> TASK DIRECTIONS: When a line in the records contains the string "locate", copy that line.

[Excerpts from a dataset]
####

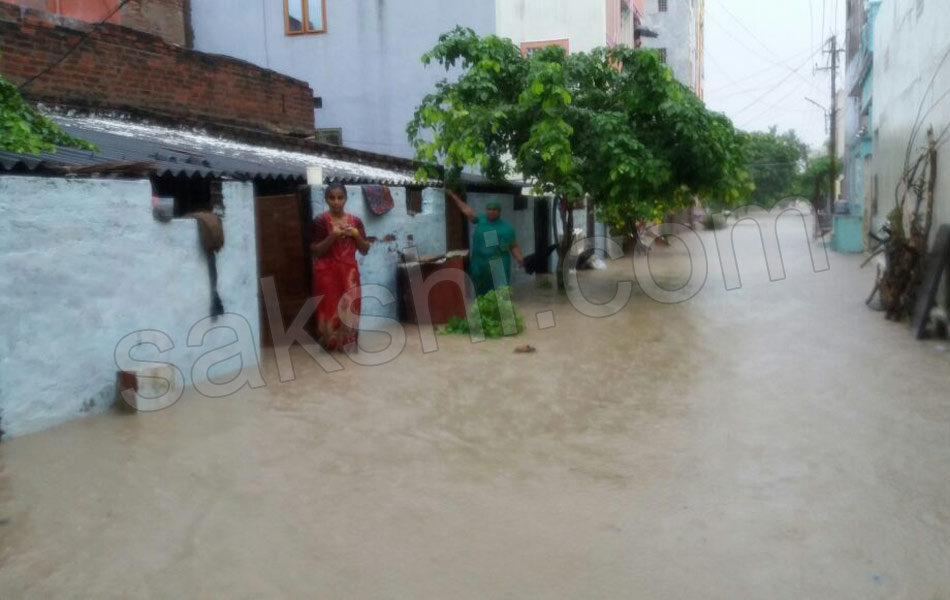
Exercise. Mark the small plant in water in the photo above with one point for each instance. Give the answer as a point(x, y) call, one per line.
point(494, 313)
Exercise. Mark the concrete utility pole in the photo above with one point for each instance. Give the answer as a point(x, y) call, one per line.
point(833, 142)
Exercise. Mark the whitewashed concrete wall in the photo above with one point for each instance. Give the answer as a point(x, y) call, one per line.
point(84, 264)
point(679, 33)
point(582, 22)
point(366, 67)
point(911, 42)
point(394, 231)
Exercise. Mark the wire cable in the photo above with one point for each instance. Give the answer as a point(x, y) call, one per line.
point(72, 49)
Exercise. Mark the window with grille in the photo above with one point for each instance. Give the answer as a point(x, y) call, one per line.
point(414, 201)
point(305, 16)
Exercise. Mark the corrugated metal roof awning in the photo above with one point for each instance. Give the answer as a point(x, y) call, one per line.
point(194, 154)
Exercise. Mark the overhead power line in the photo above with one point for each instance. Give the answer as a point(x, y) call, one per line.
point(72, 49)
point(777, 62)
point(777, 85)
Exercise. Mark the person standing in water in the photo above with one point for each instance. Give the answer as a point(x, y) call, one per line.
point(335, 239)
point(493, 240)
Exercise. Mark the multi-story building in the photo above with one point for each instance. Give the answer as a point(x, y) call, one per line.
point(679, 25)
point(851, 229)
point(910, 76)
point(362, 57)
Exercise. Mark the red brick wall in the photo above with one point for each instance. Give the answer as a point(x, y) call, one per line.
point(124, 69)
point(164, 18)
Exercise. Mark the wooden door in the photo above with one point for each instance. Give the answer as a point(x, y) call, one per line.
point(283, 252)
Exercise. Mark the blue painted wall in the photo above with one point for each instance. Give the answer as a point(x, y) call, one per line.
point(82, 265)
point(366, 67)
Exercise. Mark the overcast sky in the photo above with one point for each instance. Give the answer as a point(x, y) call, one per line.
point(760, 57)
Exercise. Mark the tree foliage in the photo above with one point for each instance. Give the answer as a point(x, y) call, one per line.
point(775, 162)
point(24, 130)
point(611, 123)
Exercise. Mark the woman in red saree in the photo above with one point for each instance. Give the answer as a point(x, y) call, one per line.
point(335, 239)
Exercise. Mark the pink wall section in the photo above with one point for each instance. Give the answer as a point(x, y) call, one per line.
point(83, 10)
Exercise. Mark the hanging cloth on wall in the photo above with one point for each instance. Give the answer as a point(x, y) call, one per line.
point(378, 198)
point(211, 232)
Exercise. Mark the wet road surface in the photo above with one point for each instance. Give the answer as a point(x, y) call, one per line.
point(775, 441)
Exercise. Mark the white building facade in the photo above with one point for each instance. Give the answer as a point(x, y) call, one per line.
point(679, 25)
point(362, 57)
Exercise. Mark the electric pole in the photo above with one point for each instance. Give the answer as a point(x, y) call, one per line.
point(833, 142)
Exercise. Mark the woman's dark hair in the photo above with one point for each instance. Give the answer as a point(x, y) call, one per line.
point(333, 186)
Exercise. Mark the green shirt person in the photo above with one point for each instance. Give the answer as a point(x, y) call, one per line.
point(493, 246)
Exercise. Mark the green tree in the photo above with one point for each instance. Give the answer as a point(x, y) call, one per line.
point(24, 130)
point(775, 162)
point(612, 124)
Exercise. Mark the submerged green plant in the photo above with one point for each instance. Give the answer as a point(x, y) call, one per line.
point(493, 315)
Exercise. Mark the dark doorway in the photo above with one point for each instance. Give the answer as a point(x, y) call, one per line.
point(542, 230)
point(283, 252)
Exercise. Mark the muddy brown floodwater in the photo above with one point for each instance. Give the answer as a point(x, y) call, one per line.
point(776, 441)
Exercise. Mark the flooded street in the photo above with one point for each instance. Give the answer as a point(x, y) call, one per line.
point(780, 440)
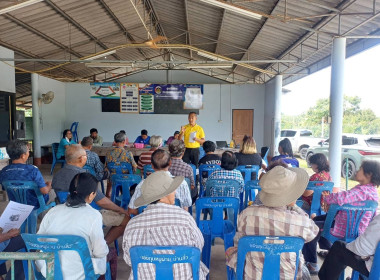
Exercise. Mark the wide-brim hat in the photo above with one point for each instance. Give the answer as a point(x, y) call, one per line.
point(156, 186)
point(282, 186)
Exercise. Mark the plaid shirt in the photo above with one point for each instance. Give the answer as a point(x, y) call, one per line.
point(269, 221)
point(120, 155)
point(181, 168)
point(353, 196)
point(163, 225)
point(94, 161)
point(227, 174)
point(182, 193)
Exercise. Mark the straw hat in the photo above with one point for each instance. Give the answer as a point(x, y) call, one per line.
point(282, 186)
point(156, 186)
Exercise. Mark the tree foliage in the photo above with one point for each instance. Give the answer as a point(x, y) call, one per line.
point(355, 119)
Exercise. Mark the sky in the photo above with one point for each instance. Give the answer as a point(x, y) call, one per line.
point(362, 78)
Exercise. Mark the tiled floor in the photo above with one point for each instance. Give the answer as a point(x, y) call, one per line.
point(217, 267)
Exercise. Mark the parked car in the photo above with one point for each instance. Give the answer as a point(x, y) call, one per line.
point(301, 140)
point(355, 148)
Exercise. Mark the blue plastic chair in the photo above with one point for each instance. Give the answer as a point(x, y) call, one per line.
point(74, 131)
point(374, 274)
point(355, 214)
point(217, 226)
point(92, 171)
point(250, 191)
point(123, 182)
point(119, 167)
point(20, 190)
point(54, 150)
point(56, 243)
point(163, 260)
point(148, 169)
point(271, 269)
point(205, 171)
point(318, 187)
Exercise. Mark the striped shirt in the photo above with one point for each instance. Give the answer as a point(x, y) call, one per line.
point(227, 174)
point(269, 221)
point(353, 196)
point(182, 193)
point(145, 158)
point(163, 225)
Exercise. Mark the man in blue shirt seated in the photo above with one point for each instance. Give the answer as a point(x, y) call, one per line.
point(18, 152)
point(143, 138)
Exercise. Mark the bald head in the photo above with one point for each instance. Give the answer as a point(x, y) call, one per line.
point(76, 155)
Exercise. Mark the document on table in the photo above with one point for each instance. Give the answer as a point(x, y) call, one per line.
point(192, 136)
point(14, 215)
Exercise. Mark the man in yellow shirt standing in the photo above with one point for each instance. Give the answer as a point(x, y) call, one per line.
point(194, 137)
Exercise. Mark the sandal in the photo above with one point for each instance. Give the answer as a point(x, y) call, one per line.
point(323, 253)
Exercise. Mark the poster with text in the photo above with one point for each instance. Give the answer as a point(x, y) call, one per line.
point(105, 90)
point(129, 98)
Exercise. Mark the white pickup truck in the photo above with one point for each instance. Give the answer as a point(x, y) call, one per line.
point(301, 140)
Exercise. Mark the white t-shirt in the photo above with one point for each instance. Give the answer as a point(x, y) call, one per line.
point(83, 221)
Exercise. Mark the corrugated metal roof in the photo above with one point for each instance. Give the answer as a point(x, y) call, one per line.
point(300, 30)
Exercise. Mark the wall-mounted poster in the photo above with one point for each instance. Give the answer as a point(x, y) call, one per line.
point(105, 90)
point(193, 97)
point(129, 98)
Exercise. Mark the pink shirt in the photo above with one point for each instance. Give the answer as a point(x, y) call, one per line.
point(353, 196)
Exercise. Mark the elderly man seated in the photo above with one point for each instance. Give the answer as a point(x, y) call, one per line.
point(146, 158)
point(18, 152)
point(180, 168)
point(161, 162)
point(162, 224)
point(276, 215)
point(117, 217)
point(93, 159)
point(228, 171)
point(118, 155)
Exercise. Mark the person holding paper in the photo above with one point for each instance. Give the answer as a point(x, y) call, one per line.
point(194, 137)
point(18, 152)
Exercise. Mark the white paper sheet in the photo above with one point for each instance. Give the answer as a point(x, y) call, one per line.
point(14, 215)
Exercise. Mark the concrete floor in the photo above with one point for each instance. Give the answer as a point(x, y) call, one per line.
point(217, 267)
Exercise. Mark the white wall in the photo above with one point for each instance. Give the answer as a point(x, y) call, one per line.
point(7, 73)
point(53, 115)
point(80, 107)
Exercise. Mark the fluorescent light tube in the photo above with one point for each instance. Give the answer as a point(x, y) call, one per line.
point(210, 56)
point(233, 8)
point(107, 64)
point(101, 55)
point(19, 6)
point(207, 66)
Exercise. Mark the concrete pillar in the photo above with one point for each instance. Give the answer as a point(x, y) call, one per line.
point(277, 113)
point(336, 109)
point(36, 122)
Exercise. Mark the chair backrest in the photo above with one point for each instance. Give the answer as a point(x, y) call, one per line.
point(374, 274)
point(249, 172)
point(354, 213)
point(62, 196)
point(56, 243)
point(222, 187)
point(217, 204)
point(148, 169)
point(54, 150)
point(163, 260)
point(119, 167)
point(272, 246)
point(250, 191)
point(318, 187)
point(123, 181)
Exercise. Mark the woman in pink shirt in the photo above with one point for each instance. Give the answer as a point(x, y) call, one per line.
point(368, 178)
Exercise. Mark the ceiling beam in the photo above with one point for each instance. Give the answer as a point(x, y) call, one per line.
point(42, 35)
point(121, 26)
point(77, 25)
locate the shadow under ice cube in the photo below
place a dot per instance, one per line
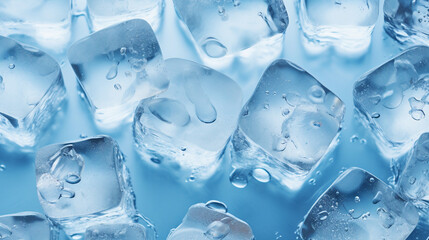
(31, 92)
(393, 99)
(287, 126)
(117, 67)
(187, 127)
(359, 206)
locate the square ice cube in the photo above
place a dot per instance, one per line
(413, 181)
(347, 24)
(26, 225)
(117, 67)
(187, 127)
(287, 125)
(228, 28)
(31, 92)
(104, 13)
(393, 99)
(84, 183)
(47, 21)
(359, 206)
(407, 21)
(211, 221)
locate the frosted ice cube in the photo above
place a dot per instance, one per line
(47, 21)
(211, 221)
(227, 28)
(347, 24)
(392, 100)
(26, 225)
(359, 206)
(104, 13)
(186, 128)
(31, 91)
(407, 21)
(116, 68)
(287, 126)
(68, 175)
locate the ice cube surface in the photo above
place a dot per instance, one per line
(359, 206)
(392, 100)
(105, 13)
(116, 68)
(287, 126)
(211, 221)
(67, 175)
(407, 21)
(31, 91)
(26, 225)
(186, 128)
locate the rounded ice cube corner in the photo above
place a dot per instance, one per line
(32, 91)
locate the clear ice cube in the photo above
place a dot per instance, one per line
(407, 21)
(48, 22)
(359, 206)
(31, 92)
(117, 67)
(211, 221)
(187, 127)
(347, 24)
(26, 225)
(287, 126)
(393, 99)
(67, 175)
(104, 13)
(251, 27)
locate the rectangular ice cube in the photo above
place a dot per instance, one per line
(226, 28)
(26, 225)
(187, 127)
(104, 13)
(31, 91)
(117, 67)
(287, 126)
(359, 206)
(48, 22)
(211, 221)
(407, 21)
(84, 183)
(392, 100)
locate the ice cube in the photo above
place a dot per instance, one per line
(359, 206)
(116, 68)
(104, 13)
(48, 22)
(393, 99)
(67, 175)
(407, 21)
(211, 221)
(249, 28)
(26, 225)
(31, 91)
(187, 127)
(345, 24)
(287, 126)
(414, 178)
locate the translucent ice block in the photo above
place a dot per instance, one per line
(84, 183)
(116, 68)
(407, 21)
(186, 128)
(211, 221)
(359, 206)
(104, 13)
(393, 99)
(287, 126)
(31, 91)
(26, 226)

####

> OUTPUT BELOW:
locate the shadow under ice cube in the photo below
locate the square ice cube in the photo above
locate the frosted ice cube in the photo above
locate the ice cube surface in the photo above
locate the rounded ice cube corner in the photo above
locate the clear ice cube in the photo above
locate the rectangular ice cube in the photo above
locate the ice cube in the photo above
locate the translucent ice block in the photo above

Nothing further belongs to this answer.